### 掲載本文
この記事は1年以上前に掲載されたものです。

『イノセンツ』ポスター、エスキル・フォクト監督

夏休みの子供たち。大人の目の届かないところで遊んでいた彼らが、密かにサイキック・パワーに目覚めていたら……? ノルウェーの団地を舞台に、テレキネシスやテレパシーの能力を手にした子供たちの緊張感溢れる日常を生々しく切り取るスリラー『イノセンツ』。本作が7月28日よりいよいよ公開される。

脚本・監督を務めたのは、ヨアキム・トリアー監督作の『テルマ』や『わたしは最悪。』などで共同脚本を手掛けてきたエスキル・フォクト。彼がインタビューに応じ、『テルマ』とのアイデアのつながり、静かなサイキック・バトルシーンが生まれた理由、ホラー映画ファンだというフォクト監督のホラーのこだわりなどについて語ってくれた。

エスキル・フォクト監督 インタビュー

『イノセンツ』エスキル・フォクト監督と主演キャスト4人エスキル・フォクト監督と主演の4人。めちゃくちゃキマってる! © Christian Breidlid

――『テルマ』に通じる題材を持った作品ですが、ヨアキム・トリアーとともに『テルマ』を作ったことは本作のビジョンに影響を与えているのでしょうか。

エスキル・フォクト監督:もちろん。ヨアキムと一緒に作品に取り掛かる際は、何もない白紙の状態から作り始めるんです。『テルマ』の時は、僕たちが好きな映画の題材でこれまでにやっていなかった、ホラーや超能力にまつわる面白いストーリーが作れないかと考えていた。それで、子供の頃に好きだったホラー作品を観返したり、読み返したりしたんです。スティーヴン・キングの小説なんかもね。実は、今回の『イノセンツ』がアメリカで公開された時、スティーヴン・キング本人が観に来て作品を気に入ってくれたのは本当に嬉しかったです。

そして、今作に大きな影響を与えている大友克洋の『童夢』も昔から大好きな作品で、それも読み返した後、「超能力を持った子供たちの映画を撮るのはどう?」とヨアキムに提案したんです。遊び場で一緒に遊んでいると、不思議な力を発揮することができるんだけど、団地の家に帰ると力がなくなっている。ただの想像の出来事かと思ったら、そうではなくて、不思議な力は実際に起きていた。なぜなら子供同士が遊ぶと、不思議なことがいろいろ起きるものだから……というね。でもヨアキムには全く引っ掛からなかった(笑)。

### 課題
上のインタビュー記事のうち、「この記事は1年以上前に掲載されたものです。」から「響を与えているのでしょうか。」までの部分を、両端の語句も含めて一字一句変えずに出力してください。

### 記録データ

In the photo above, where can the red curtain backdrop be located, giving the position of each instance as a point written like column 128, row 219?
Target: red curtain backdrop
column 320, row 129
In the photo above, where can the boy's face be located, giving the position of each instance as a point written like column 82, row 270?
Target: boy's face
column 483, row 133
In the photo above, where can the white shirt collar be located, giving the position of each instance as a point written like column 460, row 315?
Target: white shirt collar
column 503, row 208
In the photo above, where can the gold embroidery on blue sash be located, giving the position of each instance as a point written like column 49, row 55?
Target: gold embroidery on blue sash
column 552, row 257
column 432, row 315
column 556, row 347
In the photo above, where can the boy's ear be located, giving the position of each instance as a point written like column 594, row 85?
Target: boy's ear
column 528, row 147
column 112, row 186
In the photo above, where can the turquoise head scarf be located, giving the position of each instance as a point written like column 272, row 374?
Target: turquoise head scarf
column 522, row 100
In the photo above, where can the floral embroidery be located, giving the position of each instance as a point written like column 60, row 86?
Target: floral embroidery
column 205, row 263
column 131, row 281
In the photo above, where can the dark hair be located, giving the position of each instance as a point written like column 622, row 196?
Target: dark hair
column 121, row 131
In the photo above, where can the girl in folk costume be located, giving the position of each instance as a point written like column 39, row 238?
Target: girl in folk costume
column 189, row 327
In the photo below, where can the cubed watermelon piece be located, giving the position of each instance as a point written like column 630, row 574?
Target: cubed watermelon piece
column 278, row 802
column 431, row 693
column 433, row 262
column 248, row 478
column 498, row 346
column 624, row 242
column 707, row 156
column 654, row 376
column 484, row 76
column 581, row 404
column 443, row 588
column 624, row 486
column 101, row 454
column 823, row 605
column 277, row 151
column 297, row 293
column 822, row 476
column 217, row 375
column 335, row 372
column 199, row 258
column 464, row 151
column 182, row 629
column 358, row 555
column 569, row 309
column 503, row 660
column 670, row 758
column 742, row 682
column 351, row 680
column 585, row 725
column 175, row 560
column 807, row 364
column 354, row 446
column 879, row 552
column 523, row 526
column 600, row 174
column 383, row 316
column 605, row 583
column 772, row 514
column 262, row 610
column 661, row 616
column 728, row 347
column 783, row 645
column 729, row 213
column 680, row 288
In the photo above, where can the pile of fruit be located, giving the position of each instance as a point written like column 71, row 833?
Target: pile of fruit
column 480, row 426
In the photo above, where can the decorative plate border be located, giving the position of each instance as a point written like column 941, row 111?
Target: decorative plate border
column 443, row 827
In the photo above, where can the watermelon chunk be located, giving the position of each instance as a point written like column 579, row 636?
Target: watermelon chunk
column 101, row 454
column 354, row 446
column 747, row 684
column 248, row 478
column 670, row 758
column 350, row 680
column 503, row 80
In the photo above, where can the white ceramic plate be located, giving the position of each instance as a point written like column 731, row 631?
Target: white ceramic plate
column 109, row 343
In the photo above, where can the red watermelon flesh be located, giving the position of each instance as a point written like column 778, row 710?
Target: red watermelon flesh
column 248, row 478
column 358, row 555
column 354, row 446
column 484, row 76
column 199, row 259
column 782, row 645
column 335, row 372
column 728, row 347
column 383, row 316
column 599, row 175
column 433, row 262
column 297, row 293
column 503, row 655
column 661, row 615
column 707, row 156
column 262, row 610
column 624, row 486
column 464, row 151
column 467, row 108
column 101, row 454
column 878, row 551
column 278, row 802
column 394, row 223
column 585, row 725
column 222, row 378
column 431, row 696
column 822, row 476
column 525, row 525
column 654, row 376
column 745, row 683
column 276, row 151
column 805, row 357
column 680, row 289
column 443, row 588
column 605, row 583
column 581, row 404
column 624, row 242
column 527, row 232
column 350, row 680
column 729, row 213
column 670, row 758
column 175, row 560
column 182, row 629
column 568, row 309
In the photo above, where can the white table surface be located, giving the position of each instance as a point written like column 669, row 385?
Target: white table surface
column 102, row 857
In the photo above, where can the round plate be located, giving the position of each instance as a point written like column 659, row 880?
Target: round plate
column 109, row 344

...

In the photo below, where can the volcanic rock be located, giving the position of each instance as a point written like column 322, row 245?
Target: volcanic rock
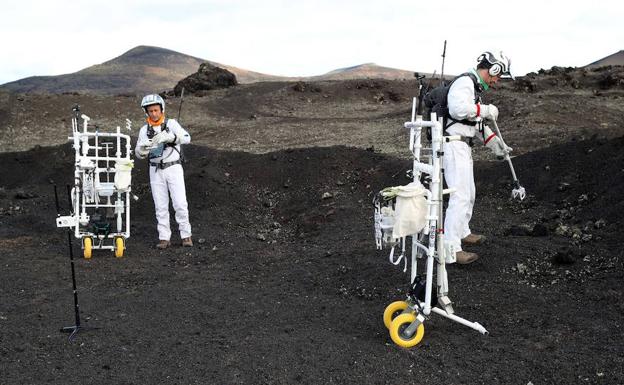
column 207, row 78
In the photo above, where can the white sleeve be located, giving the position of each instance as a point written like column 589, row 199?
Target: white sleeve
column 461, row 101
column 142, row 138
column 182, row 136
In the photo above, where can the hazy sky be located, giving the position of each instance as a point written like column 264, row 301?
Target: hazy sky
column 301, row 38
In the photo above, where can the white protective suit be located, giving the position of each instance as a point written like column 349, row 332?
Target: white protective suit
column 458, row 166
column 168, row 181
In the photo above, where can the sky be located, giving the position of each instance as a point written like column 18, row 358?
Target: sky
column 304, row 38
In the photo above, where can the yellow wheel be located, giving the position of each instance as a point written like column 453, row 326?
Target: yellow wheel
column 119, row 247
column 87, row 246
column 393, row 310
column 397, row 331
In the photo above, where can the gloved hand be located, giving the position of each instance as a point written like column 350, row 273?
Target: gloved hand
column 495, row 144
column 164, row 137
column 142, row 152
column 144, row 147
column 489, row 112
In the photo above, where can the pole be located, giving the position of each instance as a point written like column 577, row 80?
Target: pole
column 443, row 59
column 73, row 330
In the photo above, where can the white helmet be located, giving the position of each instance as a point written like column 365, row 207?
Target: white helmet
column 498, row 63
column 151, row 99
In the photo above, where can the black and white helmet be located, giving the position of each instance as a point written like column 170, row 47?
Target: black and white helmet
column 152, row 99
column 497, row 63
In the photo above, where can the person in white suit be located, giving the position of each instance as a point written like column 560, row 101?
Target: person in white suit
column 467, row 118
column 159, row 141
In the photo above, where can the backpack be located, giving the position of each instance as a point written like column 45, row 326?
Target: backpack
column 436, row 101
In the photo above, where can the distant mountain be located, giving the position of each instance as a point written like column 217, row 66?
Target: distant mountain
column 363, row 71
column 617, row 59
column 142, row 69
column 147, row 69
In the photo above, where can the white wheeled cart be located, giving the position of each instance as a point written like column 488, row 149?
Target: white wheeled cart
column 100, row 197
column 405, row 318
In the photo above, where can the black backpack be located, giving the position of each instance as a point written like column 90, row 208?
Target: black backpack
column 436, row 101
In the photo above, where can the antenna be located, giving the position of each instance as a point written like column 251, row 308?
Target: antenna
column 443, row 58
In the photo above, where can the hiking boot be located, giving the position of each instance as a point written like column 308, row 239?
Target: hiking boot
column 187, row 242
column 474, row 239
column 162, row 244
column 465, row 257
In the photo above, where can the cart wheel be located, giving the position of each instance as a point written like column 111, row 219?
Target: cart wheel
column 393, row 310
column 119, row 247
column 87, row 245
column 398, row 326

* * *

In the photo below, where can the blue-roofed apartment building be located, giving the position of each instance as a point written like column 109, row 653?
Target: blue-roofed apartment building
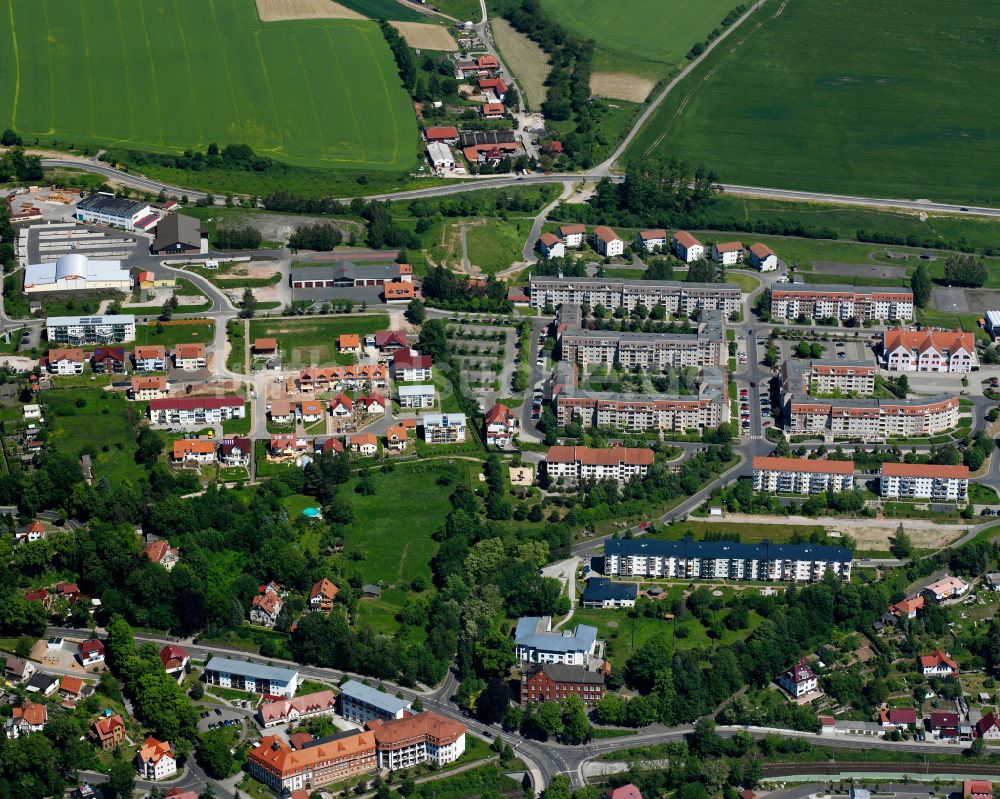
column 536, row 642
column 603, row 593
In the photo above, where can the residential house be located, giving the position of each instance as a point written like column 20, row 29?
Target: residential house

### 出力結果
この記事は1年以上前に掲載されたものです。

『イノセンツ』ポスター、エスキル・フォクト監督

夏休みの子供たち。大人の目の届かないところで遊んでいた彼らが、密かにサイキック・パワーに目覚めていたら……? ノルウェーの団地を舞台に、テレキネシスやテレパシーの能力を手にした子供たちの緊張感溢れる日常を生々しく切り取るスリラー『イノセンツ』。本作が7月28日よりいよいよ公開される。

脚本・監督を務めたのは、ヨアキム・トリアー監督作の『テルマ』や『わたしは最悪。』などで共同脚本を手掛けてきたエスキル・フォクト。彼がインタビューに応じ、『テルマ』とのアイデアのつながり、静かなサイキック・バトルシーンが生まれた理由、ホラー映画ファンだというフォクト監督のホラーのこだわりなどについて語ってくれた。

エスキル・フォクト監督 インタビュー

『イノセンツ』エスキル・フォクト監督と主演キャスト4人エスキル・フォクト監督と主演の4人。めちゃくちゃキマってる! © Christian Breidlid

――『テルマ』に通じる題材を持った作品ですが、ヨアキム・トリアーとともに『テルマ』を作ったことは本作のビジョンに影響を与えているのでしょうか。